Economic competitiveness was once a central foundation of the development of the European Union. In 1993, the European Commission of Jacques Delors set out a new course of work by launching a first White Paper focused on Europe’s competitiveness.[12] The launch of the Single Market Programme in the second half of the 1980s had expanded on ambitions to achieve higher productivity, more economic growth and better jobs by eradicating diverging Member State regulations. With the formal creation of the Single Market in 1993 came associated policies to liberalise markets and to increase competitiveness across industries. And while competitiveness may be a somewhat ambiguous concept in economic theory[13], it has indeed, at least formally, shaped most EU regulations over the past three decades. Competitiveness was long considered to increase Europeans “ability to generate wealth” and “to drive and adapt to change through innovation”, to quote the European Investment Bank.[14] Some markets such as transport services and telecoms, were comprehensively opened up, increasing competition and making companies better equipped to succeed globally.
With the Lisbon Agenda, a strategy devised in year 2000, the EU even aimed to “become the most competitive and dynamic knowledge-based economy in the world” by 2010. However, like Single Market integration, the Lisbon Strategy has been falling far short of expectations.[15] The Lisbon Strategy was followed by the EU2020 strategy, a political programme that no longer aspired to the Lisbon goal of making Europe the most competitive economy in the world. Surprisingly, the ambition to deepen the Single Market has become a footnote in this new policy direction. It is the first time since the early 1990s that EU does not currently have a comprehensive ambition for deepening the Single Market.

*Tasks:*
a) Can you copy the passage on EU competitiveness from "With the Lisbon" up to and including "the Single Market."?
b) Would you write out every line of the listing again, requests included, but scale each x and y coordinate in the answers by 1.75, rounding to whole numbers with halves going up?
The passage on EU competitiveness and the listing have nothing to do with each other.

*Dataset records:*

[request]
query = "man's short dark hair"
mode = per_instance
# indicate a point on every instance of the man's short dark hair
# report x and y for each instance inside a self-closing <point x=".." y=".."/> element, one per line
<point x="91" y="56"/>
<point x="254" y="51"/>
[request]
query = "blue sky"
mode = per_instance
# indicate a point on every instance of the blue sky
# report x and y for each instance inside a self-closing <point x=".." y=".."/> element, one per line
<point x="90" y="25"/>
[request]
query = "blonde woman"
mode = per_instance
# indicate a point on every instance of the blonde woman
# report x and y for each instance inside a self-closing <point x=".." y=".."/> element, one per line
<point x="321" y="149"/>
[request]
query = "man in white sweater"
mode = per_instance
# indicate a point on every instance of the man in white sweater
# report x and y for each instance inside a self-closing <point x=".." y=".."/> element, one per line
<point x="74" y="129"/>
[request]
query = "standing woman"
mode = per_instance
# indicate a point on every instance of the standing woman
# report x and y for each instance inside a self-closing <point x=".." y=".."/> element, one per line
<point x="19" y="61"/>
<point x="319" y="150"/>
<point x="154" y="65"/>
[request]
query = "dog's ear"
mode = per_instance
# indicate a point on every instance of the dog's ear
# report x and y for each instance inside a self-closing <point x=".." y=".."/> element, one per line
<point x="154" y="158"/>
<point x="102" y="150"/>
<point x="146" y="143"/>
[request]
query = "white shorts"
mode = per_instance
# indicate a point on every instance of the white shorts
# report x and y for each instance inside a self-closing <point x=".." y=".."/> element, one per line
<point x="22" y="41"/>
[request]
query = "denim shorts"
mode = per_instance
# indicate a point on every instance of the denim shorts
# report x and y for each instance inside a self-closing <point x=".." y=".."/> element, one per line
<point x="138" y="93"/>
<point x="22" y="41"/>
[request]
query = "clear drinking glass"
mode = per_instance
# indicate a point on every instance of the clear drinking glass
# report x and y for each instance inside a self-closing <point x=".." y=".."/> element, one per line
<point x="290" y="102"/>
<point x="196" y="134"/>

*Answers to the exercise:*
a)
With the Lisbon Agenda, a strategy devised in year 2000, the EU even aimed to “become the most competitive and dynamic knowledge-based economy in the world” by 2010. However, like Single Market integration, the Lisbon Strategy has been falling far short of expectations.[15] The Lisbon Strategy was followed by the EU2020 strategy, a political programme that no longer aspired to the Lisbon goal of making Europe the most competitive economy in the world. Surprisingly, the ambition to deepen the Single Market has become a footnote in this new policy direction. It is the first time since the early 1990s that EU does not currently have a comprehensive ambition for deepening the Single Market.

b)
[request]
query = "man's short dark hair"
mode = per_instance
# indicate a point on every instance of the man's short dark hair
# report x and y for each instance inside a self-closing <point x=".." y=".."/> element, one per line
<point x="159" y="98"/>
<point x="445" y="89"/>
[request]
query = "blue sky"
mode = per_instance
# indicate a point on every instance of the blue sky
# report x and y for each instance inside a self-closing <point x=".." y=".."/> element, one per line
<point x="158" y="44"/>
[request]
query = "blonde woman"
mode = per_instance
# indicate a point on every instance of the blonde woman
# report x and y for each instance inside a self-closing <point x=".." y=".."/> element, one per line
<point x="562" y="261"/>
[request]
query = "man in white sweater"
mode = per_instance
# indicate a point on every instance of the man in white sweater
# report x and y for each instance inside a self-closing <point x=".." y=".."/> element, one per line
<point x="130" y="226"/>
[request]
query = "standing woman"
mode = per_instance
# indicate a point on every instance of the standing woman
# report x and y for each instance inside a self-closing <point x=".." y=".."/> element, one per line
<point x="33" y="107"/>
<point x="558" y="263"/>
<point x="270" y="114"/>
[request]
query = "dog's ear"
mode = per_instance
# indicate a point on every instance of the dog's ear
# report x and y for each instance inside a self-closing <point x=".." y=".."/> element, one per line
<point x="270" y="277"/>
<point x="179" y="263"/>
<point x="256" y="250"/>
[request]
query = "white shorts"
mode = per_instance
# indicate a point on every instance of the white shorts
# report x and y for each instance inside a self-closing <point x=".." y=".."/> element, one per line
<point x="39" y="72"/>
[request]
query = "denim shorts"
mode = per_instance
# indicate a point on every instance of the denim shorts
# report x and y for each instance inside a self-closing <point x=".." y=".."/> element, one per line
<point x="242" y="163"/>
<point x="39" y="72"/>
[request]
query = "clear drinking glass"
mode = per_instance
# indicate a point on every instance of the clear drinking glass
# report x and y for each instance inside a self-closing <point x=".." y=".."/> element, one per line
<point x="508" y="179"/>
<point x="343" y="235"/>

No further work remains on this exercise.